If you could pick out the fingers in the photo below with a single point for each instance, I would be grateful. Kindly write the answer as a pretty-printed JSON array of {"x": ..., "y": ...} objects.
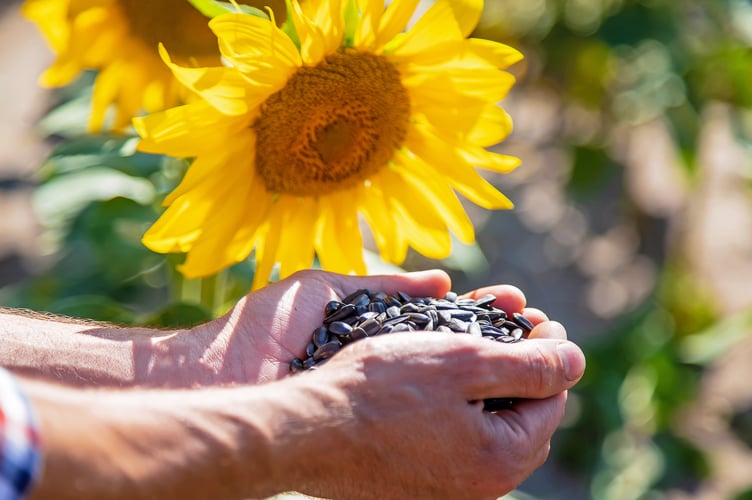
[
  {"x": 509, "y": 298},
  {"x": 528, "y": 427},
  {"x": 431, "y": 283},
  {"x": 534, "y": 369},
  {"x": 549, "y": 330}
]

•••

*WORK INSTRUCTION*. Transcribe every entry word for word, but skip the pictures.

*EXERCISE SOLUTION*.
If you could pick out the fingers in the photo below with a single point for each instance, I would be grateful. Kindly write the answer as a pretty-printed JSON array of {"x": ..., "y": ...} objects.
[
  {"x": 509, "y": 298},
  {"x": 528, "y": 427},
  {"x": 431, "y": 283},
  {"x": 534, "y": 369},
  {"x": 549, "y": 330}
]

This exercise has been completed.